Problems to solve>
1 > In the eBay parsing excerpt, which Product field is stored as the EAN item specific?
2 > In the eBay parsing excerpt, shorten the paragraph beginning "eBay image URLs contain a size code" to a single sentence.

Page excerpt>
-.-.-
Parsing the JSON data
The JSON-LD Product object contains most of what you need:
def _parse_item_data(self, data: dict, result: dict) -> dict:
if "ld_product" in data:
product = data["ld_product"]
result["title"] = product.get("name")
result["description"] = product.get("description")
# Images
if product.get("image"):
images = product["image"]
result["images"] = [images] if isinstance(images, str) else images
# Price from offers
offers = product.get("offers", {})
if isinstance(offers, list) and offers:
offers = offers[0]
if isinstance(offers, dict):
result["price"] = {
"amount": self._parse_price(offers.get("price")),
"currency": offers.get("priceCurrency", "USD"),
}
# Condition
if product.get("itemCondition"):
result["condition"]["name"] = product["itemCondition"].replace(
"https://schema.org/", ""
)
# Product identifiers
if product.get("brand"):
brand = product["brand"]
result["item_specifics"]["Brand"] = (
brand.get("name") if isinstance(brand, dict) else brand
)
if product.get("mpn"):
result["item_specifics"]["MPN"] = product["mpn"]
if product.get("gtin13"):
result["item_specifics"]["EAN"] = product["gtin13"]
return result
Getting high-resolution images
eBay image URLs contain a size code like s-l500 (500px). Replacing this with s-l1600 returns the highest resolution available:
# Convert extracted images to the highest resolution
if "extracted_images" in data:
hi_res_images = []
for img in data["extracted_images"]:
hi_res = re.sub(r"/s-l\d+\.", "/s-l1600.", img)
-.-.-
Extracted material>
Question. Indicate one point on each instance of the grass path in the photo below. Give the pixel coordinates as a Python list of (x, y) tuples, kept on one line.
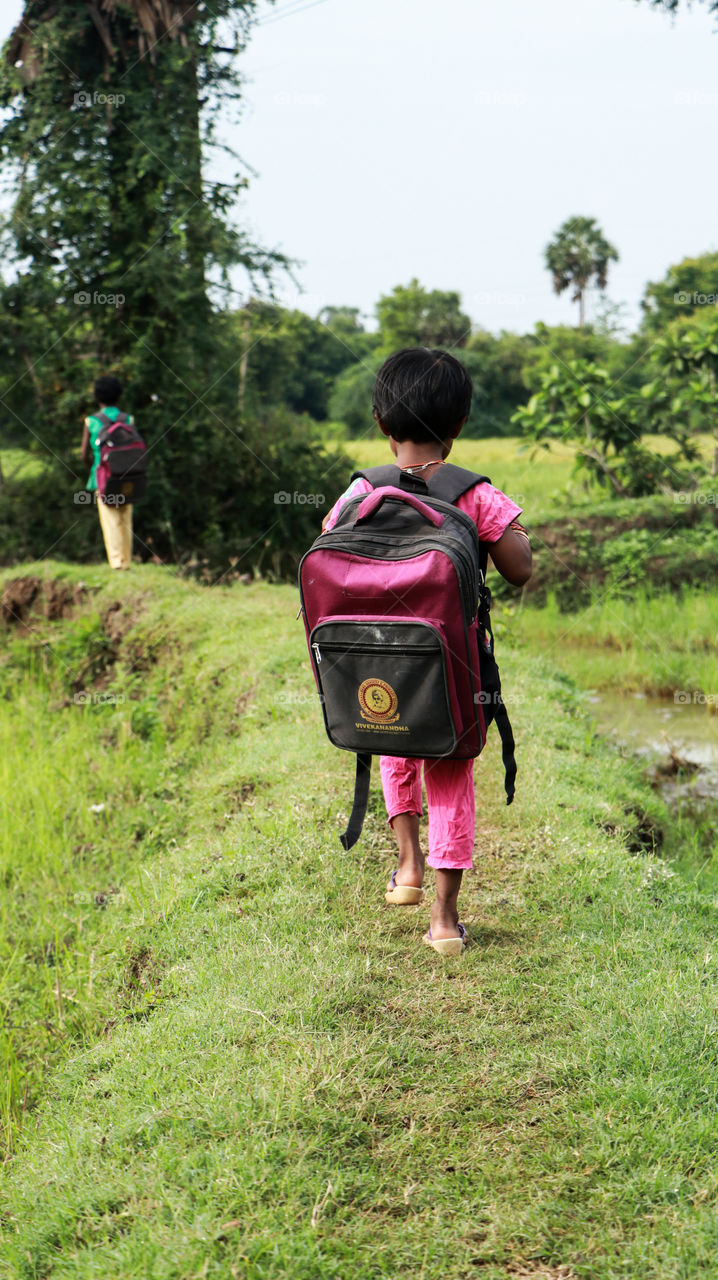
[(295, 1086)]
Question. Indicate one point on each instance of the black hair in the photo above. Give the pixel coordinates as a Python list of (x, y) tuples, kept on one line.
[(106, 389), (421, 393)]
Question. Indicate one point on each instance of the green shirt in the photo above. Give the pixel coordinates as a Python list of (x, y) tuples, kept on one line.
[(95, 426)]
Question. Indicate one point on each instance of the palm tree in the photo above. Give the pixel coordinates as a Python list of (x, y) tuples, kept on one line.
[(577, 256)]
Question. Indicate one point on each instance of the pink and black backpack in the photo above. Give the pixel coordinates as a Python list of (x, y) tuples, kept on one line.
[(397, 616), (122, 471)]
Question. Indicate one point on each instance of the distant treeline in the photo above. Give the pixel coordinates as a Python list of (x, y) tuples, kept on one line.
[(324, 365)]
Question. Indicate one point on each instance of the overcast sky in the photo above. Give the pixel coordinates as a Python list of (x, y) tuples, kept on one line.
[(448, 141)]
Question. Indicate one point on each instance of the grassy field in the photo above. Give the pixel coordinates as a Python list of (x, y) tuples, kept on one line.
[(228, 1059), (19, 464), (653, 644), (538, 480)]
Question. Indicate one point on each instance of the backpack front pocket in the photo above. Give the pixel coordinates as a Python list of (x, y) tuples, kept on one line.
[(384, 686)]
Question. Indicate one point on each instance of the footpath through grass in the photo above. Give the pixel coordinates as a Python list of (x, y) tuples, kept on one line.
[(252, 1068)]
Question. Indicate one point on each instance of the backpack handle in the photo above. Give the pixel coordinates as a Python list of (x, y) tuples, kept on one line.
[(374, 501)]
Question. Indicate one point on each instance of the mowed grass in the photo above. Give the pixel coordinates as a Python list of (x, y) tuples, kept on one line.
[(543, 481), (649, 643), (254, 1068), (21, 464)]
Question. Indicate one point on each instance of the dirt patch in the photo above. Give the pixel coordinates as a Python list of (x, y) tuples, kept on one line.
[(53, 599), (18, 597), (643, 835), (142, 970)]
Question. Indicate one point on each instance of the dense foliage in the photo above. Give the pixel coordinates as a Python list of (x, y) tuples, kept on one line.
[(118, 250)]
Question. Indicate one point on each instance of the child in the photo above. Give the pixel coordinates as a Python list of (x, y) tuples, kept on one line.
[(115, 517), (421, 401)]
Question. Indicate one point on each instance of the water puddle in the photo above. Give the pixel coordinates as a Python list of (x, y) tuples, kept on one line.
[(677, 740), (678, 745)]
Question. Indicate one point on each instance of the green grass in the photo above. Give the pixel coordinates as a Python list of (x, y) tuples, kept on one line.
[(530, 481), (653, 644), (17, 464), (250, 1066), (538, 480)]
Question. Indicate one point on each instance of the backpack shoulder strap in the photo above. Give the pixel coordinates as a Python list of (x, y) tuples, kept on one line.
[(379, 476), (448, 483)]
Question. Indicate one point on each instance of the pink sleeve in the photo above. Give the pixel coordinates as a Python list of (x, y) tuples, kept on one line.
[(359, 485), (490, 510)]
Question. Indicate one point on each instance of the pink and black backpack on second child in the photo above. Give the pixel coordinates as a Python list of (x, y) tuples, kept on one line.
[(122, 471), (397, 616)]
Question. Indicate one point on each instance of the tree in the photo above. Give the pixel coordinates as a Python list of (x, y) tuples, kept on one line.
[(414, 316), (684, 378), (117, 242), (577, 256), (687, 287), (577, 402), (295, 360), (495, 362)]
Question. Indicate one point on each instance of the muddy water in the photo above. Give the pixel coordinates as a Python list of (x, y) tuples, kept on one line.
[(678, 740)]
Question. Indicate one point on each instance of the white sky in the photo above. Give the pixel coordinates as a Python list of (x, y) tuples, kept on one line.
[(448, 141)]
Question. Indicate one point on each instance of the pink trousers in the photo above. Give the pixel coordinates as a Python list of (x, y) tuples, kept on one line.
[(449, 798)]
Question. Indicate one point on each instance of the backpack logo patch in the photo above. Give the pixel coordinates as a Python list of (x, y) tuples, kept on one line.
[(378, 702)]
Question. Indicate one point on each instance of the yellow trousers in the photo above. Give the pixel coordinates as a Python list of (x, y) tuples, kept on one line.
[(115, 524)]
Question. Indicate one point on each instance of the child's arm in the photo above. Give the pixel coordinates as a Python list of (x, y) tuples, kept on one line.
[(86, 452), (512, 554)]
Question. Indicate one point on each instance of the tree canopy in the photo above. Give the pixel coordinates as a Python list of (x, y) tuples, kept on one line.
[(577, 256)]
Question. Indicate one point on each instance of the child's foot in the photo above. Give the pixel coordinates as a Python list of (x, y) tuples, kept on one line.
[(443, 924), (405, 886), (452, 946)]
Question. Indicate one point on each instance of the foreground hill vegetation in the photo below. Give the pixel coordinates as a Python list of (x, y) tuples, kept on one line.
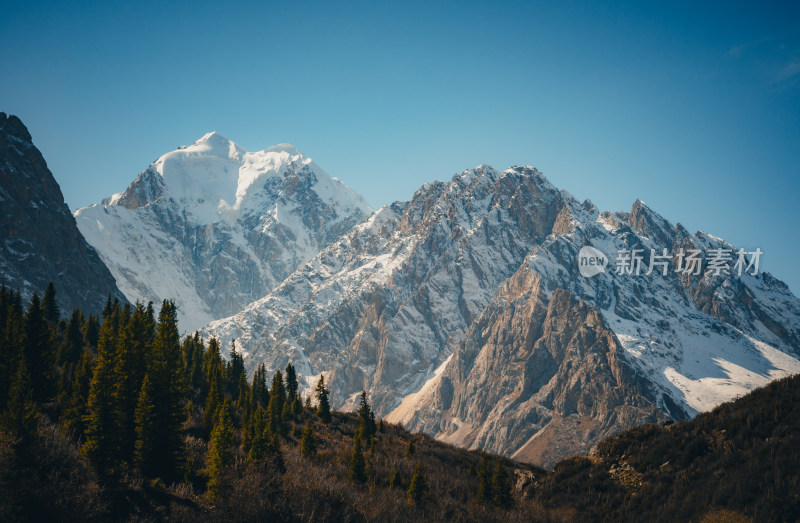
[(117, 418)]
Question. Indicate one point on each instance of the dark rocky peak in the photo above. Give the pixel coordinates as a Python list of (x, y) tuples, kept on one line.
[(650, 224)]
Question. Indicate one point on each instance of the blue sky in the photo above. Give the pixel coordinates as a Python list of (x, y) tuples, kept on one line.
[(692, 107)]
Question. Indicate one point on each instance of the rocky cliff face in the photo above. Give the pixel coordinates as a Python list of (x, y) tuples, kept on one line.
[(557, 361), (382, 307), (215, 227), (464, 314), (39, 241)]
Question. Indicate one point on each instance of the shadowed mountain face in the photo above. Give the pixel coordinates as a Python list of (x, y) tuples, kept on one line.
[(463, 313), (39, 240)]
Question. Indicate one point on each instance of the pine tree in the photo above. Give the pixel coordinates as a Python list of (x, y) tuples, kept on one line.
[(71, 347), (297, 406), (418, 488), (129, 366), (37, 353), (357, 462), (277, 398), (166, 376), (91, 331), (323, 401), (260, 391), (257, 443), (308, 442), (366, 418), (236, 373), (213, 401), (20, 417), (501, 486), (146, 432), (396, 480), (484, 483), (75, 412), (220, 453), (100, 444)]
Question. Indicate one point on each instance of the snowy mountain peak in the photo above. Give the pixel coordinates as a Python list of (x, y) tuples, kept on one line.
[(216, 227), (287, 148)]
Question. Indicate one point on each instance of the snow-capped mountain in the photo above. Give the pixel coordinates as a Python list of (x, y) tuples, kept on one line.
[(215, 227), (39, 242), (463, 313)]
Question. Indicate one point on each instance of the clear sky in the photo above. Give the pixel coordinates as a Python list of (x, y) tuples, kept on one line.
[(693, 107)]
-.-.-
Results for the exercise>
1 > The `gtin13` field.

2 > Swapping the size code in an eBay image URL, such as s-l500 (500px), for s-l1600 returns the highest resolution available.